▶ [Goal of the exercise] Would you retype exactly the lines below, starting with the one that has "Query: sandy riverbank" and going on through the one that has "(1170, 427)", with no pictures and nothing else?

▶ [Entries shown]
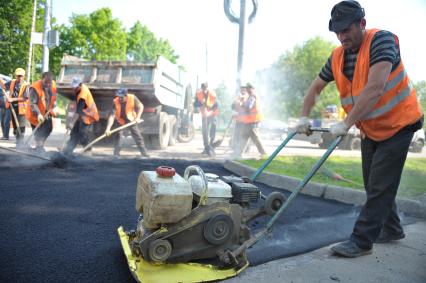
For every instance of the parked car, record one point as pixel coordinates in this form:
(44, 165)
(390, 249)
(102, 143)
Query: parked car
(418, 141)
(273, 129)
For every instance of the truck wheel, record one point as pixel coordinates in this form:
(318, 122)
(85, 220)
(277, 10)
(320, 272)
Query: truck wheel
(188, 136)
(161, 141)
(173, 130)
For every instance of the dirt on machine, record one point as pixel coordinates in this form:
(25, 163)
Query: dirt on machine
(164, 89)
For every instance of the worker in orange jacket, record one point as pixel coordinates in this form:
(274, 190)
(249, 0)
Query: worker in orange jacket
(41, 108)
(126, 108)
(377, 96)
(207, 105)
(85, 115)
(18, 96)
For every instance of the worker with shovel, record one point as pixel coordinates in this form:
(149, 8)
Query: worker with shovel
(16, 102)
(86, 114)
(126, 109)
(206, 102)
(41, 109)
(379, 99)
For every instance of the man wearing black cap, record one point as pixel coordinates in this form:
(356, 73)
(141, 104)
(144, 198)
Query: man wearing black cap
(378, 98)
(126, 108)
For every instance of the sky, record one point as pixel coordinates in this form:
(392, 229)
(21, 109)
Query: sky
(207, 42)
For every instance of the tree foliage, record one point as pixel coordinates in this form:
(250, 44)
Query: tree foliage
(291, 75)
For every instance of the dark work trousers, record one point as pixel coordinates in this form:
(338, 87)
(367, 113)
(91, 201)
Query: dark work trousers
(250, 131)
(5, 121)
(136, 135)
(382, 164)
(80, 134)
(208, 127)
(44, 131)
(21, 121)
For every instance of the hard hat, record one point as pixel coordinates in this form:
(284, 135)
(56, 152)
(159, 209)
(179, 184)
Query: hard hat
(19, 72)
(122, 92)
(76, 81)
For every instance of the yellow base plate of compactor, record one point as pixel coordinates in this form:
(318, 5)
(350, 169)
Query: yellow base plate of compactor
(146, 272)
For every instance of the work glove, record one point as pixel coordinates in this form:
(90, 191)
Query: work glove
(339, 129)
(40, 118)
(303, 126)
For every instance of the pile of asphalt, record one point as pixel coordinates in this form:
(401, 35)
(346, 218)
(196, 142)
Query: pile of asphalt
(60, 225)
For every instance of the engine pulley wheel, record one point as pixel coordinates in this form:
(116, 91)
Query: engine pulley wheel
(273, 202)
(218, 229)
(159, 250)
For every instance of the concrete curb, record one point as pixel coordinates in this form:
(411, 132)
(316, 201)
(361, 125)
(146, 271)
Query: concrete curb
(341, 194)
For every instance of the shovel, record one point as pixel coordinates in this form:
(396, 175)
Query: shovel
(219, 142)
(101, 137)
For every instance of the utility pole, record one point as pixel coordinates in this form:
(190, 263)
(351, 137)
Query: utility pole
(30, 52)
(47, 17)
(242, 22)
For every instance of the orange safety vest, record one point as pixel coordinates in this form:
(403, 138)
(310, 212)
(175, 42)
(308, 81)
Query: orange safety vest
(211, 99)
(91, 113)
(22, 104)
(395, 109)
(38, 86)
(255, 115)
(130, 109)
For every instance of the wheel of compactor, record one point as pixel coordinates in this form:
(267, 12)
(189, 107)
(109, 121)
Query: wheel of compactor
(273, 202)
(159, 250)
(218, 229)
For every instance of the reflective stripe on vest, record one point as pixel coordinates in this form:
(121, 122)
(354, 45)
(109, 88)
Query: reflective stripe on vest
(130, 109)
(32, 117)
(22, 105)
(211, 99)
(396, 108)
(91, 114)
(254, 116)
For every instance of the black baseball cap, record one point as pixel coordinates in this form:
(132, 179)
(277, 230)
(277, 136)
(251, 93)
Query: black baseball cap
(344, 14)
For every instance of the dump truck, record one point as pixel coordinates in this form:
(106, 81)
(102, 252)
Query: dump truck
(164, 89)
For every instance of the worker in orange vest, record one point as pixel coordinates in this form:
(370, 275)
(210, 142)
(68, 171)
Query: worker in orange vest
(85, 115)
(18, 95)
(377, 96)
(207, 105)
(41, 108)
(126, 108)
(4, 113)
(251, 116)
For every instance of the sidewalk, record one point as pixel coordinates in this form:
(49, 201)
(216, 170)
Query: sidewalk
(396, 262)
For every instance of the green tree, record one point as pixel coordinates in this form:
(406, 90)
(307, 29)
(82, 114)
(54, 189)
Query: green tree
(143, 46)
(292, 74)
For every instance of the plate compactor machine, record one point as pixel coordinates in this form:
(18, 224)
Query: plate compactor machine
(195, 228)
(196, 223)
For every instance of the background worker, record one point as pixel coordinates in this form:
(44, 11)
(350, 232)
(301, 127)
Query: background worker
(237, 107)
(4, 113)
(42, 108)
(251, 116)
(85, 115)
(379, 99)
(126, 108)
(18, 96)
(206, 102)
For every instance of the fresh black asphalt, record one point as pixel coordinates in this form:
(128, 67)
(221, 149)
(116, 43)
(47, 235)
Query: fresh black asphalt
(60, 225)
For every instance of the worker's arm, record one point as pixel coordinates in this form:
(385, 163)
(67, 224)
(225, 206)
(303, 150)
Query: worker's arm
(313, 92)
(138, 108)
(371, 93)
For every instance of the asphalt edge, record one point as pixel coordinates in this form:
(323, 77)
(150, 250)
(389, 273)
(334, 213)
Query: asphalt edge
(341, 194)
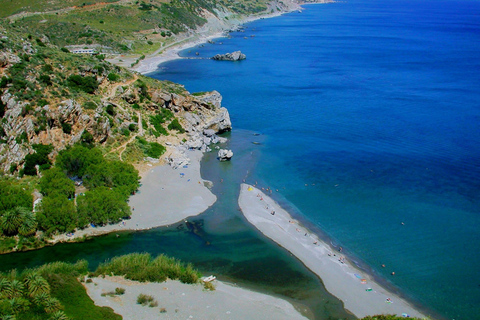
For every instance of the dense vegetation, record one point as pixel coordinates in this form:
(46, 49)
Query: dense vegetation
(53, 291)
(110, 183)
(142, 267)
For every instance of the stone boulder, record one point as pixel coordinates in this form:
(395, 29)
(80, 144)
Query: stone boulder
(234, 56)
(225, 155)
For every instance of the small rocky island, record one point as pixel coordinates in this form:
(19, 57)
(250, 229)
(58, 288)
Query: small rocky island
(234, 56)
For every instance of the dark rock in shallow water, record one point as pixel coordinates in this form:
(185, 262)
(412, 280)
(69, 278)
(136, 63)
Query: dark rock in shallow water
(234, 56)
(225, 155)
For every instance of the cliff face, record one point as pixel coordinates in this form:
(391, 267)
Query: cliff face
(48, 100)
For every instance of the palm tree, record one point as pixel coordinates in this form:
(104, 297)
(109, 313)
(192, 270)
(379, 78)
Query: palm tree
(5, 290)
(52, 305)
(36, 284)
(16, 289)
(12, 220)
(40, 299)
(19, 304)
(28, 226)
(59, 315)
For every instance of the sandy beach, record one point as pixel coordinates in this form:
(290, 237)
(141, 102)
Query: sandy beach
(360, 294)
(185, 301)
(166, 196)
(216, 27)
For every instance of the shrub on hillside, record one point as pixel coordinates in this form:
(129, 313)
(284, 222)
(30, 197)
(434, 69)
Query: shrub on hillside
(86, 84)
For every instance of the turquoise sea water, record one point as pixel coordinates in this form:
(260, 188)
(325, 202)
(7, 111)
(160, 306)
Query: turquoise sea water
(368, 114)
(370, 117)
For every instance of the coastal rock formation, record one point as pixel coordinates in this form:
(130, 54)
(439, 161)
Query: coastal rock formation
(234, 56)
(225, 155)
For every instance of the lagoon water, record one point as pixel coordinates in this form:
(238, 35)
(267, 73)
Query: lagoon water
(369, 115)
(365, 115)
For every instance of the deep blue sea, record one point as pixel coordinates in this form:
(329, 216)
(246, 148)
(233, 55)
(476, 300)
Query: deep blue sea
(369, 115)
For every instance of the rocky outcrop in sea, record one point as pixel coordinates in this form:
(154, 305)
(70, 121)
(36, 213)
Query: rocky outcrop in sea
(234, 56)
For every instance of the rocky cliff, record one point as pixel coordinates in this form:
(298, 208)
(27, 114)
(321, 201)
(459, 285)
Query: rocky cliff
(49, 96)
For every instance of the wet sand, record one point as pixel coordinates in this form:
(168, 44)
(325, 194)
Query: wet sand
(360, 294)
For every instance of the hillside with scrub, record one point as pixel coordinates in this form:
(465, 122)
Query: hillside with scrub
(76, 131)
(126, 27)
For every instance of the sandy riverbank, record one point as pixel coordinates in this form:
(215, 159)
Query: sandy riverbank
(340, 277)
(166, 196)
(186, 301)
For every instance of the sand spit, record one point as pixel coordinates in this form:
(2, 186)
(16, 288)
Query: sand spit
(360, 294)
(185, 301)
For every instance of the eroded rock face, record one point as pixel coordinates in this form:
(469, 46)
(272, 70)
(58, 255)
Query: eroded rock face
(225, 155)
(234, 56)
(63, 123)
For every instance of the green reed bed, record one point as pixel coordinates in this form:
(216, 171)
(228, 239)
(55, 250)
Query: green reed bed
(142, 267)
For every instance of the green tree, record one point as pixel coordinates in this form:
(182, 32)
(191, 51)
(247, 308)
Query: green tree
(102, 205)
(36, 285)
(113, 174)
(77, 159)
(40, 157)
(54, 181)
(15, 219)
(57, 213)
(86, 84)
(28, 227)
(12, 196)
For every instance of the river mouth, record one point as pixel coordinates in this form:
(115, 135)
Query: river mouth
(218, 242)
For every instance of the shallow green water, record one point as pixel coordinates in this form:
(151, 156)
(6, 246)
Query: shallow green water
(218, 242)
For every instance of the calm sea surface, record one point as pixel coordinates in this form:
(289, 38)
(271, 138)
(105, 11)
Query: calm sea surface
(369, 113)
(368, 123)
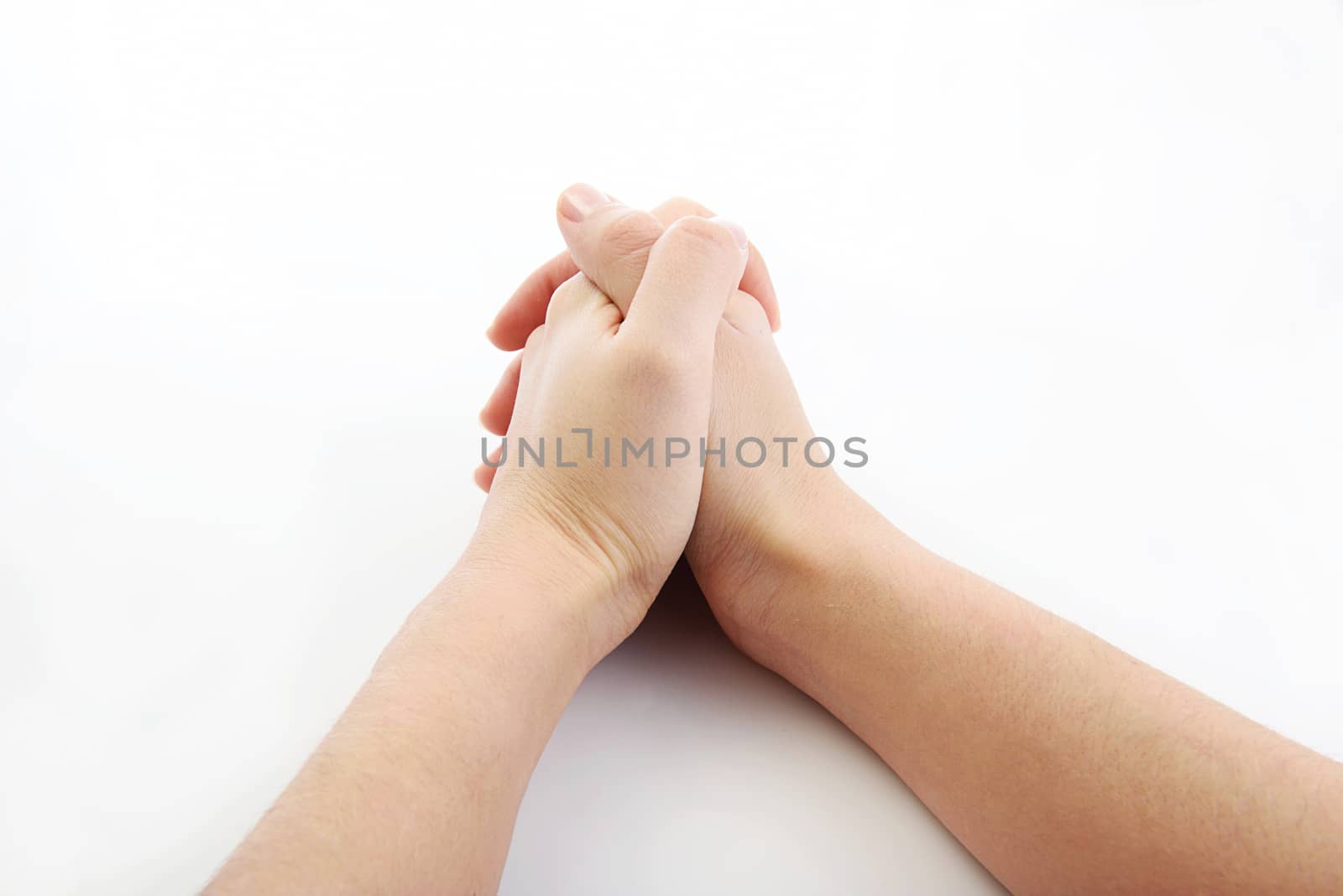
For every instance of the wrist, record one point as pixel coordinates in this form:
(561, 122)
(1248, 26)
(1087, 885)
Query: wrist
(818, 577)
(575, 600)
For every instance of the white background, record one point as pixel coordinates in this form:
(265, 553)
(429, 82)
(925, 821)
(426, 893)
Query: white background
(1074, 270)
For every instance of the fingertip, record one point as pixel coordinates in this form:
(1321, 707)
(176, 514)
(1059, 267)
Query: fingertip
(577, 201)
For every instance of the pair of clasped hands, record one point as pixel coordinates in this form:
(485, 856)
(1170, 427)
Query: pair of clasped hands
(1064, 765)
(651, 324)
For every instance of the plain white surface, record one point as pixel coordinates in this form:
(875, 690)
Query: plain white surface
(1074, 273)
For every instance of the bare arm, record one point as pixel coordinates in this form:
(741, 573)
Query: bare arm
(1063, 763)
(416, 786)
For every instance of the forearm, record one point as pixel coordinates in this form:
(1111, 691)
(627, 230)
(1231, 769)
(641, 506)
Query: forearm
(1061, 762)
(416, 786)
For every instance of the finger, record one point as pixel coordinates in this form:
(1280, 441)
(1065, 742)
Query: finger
(755, 279)
(483, 474)
(695, 266)
(609, 240)
(525, 309)
(499, 408)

▶ [Task output]
Query: sandy riverbank
(340, 277)
(166, 196)
(186, 301)
For every instance of the sand spit, record one point as pixel coordinates in this form:
(2, 186)
(16, 288)
Query: sand spit
(360, 294)
(185, 301)
For every instance of the eroded rock face, record one point as pixel coordinates in this form:
(469, 46)
(272, 70)
(58, 255)
Query: eroded rock face
(225, 155)
(234, 56)
(63, 123)
For every instance of the green reed bed, record one point as pixel coordinates in this form:
(216, 171)
(228, 239)
(55, 250)
Query: green reed bed
(142, 267)
For every instance of the green tree, record one point as pixel coordinates in this form:
(182, 32)
(191, 51)
(247, 308)
Query: green tree
(102, 205)
(36, 285)
(113, 174)
(77, 159)
(40, 157)
(54, 181)
(15, 219)
(57, 213)
(86, 84)
(28, 227)
(12, 196)
For every instance of the river mouth, record one point as pixel coordinates in this form:
(115, 135)
Query: river mouth
(218, 242)
For every instance of the shallow green water, record one point as pixel coordinates in this form:
(151, 156)
(6, 246)
Query: shallow green water
(218, 242)
For every instance of the calm sea surface, record one point as pixel coordinates in this form:
(289, 38)
(271, 138)
(105, 11)
Query: calm sea surface
(369, 113)
(368, 123)
For every instance of the wrist, record one point as pixel coordinates in this form:
(561, 122)
(1248, 26)
(1087, 885)
Query: wrist
(818, 577)
(575, 600)
For every instance of the white background, record one point as pixel coordinates in this form:
(265, 553)
(429, 82)
(925, 821)
(426, 893)
Query: white background
(1074, 270)
For every instance of the fingertip, record one point as pixel coordinates in this form:
(1321, 707)
(176, 514)
(1059, 267)
Query: fingertip
(577, 201)
For every instance of the pair of clasped hands, record one point as pixel coordinates in this form:
(485, 856)
(1170, 427)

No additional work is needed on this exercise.